◆ Description of the task
Gather all lines from the material that contain the word "beach".

--- START ---

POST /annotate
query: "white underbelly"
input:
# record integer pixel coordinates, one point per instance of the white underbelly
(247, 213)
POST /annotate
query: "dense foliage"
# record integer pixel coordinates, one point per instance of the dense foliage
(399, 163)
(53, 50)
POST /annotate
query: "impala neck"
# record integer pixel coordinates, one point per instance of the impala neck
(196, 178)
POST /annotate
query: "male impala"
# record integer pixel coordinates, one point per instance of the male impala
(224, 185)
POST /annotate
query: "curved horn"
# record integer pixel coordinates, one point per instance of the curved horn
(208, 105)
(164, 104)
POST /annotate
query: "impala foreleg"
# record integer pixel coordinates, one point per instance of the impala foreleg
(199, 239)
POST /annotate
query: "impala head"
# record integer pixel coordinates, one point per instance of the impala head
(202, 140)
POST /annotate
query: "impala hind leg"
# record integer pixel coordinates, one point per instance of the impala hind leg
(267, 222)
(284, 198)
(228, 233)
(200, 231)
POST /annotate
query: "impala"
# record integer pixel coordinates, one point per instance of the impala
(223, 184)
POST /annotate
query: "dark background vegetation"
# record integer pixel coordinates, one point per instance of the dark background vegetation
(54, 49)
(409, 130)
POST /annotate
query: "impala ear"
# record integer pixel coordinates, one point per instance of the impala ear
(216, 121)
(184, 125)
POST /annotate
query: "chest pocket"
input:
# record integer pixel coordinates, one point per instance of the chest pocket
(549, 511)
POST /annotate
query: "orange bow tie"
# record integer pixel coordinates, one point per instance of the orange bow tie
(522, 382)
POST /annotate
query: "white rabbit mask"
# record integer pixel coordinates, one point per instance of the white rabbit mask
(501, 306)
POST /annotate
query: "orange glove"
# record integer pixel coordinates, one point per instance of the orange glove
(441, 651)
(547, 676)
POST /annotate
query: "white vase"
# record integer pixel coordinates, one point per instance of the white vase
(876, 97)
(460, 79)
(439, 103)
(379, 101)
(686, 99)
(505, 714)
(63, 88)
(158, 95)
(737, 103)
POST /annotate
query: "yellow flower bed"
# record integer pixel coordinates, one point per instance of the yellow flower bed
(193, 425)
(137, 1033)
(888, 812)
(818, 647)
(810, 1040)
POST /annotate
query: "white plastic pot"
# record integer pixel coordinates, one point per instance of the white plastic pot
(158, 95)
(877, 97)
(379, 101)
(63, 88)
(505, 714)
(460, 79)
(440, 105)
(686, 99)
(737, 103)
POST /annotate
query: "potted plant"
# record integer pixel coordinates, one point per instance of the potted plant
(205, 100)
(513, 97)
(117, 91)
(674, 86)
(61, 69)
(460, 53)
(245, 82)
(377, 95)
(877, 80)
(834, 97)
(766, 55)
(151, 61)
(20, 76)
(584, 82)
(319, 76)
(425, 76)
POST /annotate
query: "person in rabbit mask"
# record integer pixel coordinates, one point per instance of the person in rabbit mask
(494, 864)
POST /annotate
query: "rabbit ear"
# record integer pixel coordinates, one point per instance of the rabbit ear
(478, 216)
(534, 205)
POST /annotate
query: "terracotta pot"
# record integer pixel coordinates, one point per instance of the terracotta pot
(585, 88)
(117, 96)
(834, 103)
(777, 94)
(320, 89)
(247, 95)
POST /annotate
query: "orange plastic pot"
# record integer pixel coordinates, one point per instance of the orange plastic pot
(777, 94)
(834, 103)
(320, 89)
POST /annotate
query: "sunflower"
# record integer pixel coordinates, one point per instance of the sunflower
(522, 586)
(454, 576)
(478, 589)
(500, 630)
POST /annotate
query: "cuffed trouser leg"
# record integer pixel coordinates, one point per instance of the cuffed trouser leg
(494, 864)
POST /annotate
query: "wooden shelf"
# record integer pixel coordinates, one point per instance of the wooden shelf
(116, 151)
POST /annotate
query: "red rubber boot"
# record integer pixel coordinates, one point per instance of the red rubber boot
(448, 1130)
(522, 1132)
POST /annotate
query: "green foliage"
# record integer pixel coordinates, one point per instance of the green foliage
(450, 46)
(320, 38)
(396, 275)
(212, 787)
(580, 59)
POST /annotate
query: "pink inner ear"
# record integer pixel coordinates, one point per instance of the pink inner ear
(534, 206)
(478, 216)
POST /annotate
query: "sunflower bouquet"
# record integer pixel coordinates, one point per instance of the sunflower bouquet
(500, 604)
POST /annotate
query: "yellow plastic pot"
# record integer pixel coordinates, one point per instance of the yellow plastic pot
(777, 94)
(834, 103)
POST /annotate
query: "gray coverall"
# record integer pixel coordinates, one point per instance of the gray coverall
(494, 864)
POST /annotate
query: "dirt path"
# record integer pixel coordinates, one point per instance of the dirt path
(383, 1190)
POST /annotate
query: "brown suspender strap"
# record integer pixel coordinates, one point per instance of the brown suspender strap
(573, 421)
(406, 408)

--- END ---
--- START ---

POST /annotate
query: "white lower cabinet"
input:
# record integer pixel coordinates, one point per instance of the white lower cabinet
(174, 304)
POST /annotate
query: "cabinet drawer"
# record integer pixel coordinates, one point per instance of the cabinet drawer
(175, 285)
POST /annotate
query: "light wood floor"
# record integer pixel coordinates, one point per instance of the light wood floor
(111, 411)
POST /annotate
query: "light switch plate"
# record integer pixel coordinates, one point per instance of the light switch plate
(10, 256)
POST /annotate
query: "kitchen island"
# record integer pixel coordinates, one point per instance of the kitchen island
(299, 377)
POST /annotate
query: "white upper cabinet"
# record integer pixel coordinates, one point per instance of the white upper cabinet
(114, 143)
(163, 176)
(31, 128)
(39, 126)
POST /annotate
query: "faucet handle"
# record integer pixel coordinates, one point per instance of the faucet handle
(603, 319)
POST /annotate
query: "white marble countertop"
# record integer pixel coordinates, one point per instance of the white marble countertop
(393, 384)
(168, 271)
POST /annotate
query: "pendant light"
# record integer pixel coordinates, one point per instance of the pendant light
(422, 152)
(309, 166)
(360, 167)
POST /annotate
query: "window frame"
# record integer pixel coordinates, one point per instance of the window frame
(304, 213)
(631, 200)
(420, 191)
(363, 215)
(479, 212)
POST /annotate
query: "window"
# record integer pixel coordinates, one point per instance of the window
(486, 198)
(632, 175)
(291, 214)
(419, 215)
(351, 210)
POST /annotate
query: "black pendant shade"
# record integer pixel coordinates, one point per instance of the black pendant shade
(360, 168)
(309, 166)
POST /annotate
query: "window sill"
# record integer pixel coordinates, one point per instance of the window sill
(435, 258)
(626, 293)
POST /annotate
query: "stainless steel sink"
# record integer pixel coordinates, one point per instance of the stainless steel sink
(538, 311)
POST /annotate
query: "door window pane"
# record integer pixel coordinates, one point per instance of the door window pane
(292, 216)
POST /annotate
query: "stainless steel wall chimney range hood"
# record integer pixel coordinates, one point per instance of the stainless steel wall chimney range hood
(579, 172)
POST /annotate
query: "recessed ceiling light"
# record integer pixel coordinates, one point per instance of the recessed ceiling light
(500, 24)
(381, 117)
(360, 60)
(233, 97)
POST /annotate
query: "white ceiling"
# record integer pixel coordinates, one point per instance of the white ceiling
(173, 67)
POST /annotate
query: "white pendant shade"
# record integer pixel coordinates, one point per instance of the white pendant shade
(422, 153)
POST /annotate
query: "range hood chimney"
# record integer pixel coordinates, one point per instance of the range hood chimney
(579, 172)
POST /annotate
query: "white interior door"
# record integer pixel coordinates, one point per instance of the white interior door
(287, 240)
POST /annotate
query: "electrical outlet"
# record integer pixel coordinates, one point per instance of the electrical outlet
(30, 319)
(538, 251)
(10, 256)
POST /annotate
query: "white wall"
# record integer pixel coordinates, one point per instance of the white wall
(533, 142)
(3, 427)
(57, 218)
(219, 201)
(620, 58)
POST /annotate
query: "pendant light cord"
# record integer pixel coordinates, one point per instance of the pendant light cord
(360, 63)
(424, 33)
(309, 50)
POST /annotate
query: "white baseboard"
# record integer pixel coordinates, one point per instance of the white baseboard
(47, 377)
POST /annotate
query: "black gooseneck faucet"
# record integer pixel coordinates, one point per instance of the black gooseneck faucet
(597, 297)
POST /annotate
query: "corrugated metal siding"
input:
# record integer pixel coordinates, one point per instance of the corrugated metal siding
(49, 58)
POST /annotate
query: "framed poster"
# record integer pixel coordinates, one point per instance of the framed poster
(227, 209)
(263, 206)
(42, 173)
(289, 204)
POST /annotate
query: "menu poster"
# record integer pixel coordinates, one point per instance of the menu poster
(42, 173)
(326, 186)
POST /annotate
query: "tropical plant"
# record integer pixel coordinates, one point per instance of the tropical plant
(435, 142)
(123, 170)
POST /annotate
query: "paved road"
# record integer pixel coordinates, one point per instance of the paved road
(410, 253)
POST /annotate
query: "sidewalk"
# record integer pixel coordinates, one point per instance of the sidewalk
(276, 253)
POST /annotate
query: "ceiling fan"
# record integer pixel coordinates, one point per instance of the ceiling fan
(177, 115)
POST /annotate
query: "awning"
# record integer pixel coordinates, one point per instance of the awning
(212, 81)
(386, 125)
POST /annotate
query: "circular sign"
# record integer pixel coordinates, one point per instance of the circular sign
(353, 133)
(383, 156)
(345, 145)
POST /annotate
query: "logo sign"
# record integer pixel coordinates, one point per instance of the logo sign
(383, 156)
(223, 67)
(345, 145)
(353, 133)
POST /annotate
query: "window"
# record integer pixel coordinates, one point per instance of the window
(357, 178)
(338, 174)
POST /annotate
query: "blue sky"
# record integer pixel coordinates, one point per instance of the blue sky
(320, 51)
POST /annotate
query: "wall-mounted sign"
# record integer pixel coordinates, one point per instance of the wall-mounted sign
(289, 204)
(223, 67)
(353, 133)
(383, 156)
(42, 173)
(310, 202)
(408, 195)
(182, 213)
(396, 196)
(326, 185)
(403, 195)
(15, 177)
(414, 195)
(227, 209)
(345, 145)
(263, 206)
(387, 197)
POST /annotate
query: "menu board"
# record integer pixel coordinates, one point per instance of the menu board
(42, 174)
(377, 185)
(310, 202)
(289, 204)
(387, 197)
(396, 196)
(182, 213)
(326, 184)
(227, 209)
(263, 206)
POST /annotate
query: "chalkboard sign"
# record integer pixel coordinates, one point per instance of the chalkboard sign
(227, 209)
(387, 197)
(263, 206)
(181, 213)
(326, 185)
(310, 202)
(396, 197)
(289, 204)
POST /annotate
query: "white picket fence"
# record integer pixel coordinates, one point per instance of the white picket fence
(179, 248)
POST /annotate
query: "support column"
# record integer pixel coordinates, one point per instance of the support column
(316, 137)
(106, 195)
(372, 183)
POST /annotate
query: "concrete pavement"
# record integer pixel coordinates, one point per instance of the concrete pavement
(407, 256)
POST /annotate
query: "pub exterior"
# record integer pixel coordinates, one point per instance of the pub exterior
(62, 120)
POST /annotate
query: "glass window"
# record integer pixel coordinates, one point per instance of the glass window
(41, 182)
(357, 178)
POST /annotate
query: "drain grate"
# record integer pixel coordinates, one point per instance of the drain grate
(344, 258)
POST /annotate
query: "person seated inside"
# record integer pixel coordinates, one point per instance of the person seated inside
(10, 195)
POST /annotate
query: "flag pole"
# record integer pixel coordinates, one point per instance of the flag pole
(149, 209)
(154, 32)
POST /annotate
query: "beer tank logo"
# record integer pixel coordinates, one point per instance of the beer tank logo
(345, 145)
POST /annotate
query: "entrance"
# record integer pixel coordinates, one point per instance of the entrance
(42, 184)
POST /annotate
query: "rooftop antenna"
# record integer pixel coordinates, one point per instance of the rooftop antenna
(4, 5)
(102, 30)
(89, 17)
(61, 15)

--- END ---
--- START ---

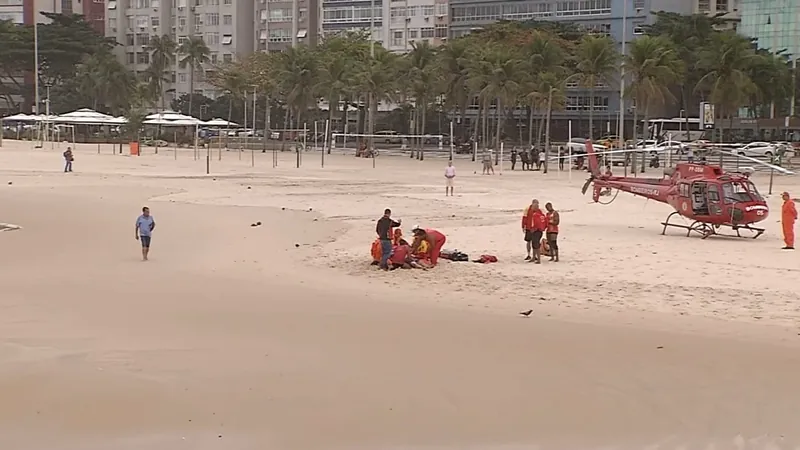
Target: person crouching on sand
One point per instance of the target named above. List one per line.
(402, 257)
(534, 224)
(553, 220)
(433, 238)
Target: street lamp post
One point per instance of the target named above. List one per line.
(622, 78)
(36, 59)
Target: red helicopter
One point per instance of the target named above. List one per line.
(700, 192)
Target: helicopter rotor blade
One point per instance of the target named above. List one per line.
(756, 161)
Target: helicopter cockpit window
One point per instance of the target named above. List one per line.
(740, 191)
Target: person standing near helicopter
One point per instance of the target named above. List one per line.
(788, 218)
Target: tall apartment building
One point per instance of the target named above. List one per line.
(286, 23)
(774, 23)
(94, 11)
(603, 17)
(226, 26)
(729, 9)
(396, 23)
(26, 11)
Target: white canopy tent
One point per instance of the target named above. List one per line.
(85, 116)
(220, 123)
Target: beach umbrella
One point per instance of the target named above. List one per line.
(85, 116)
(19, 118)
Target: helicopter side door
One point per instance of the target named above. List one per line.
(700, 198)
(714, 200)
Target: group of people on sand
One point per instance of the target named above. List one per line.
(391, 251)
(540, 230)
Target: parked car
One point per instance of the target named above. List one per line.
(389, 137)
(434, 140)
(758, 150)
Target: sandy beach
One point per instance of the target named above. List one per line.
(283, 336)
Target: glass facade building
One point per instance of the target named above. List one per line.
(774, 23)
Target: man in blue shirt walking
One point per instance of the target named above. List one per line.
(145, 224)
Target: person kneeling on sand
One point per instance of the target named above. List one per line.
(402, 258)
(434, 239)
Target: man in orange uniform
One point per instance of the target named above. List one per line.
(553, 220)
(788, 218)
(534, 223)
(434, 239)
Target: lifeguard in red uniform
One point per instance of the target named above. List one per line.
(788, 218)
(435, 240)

--- END ---

◆ Solution to this exercise
Target: beach umbrella
Target: sandy beach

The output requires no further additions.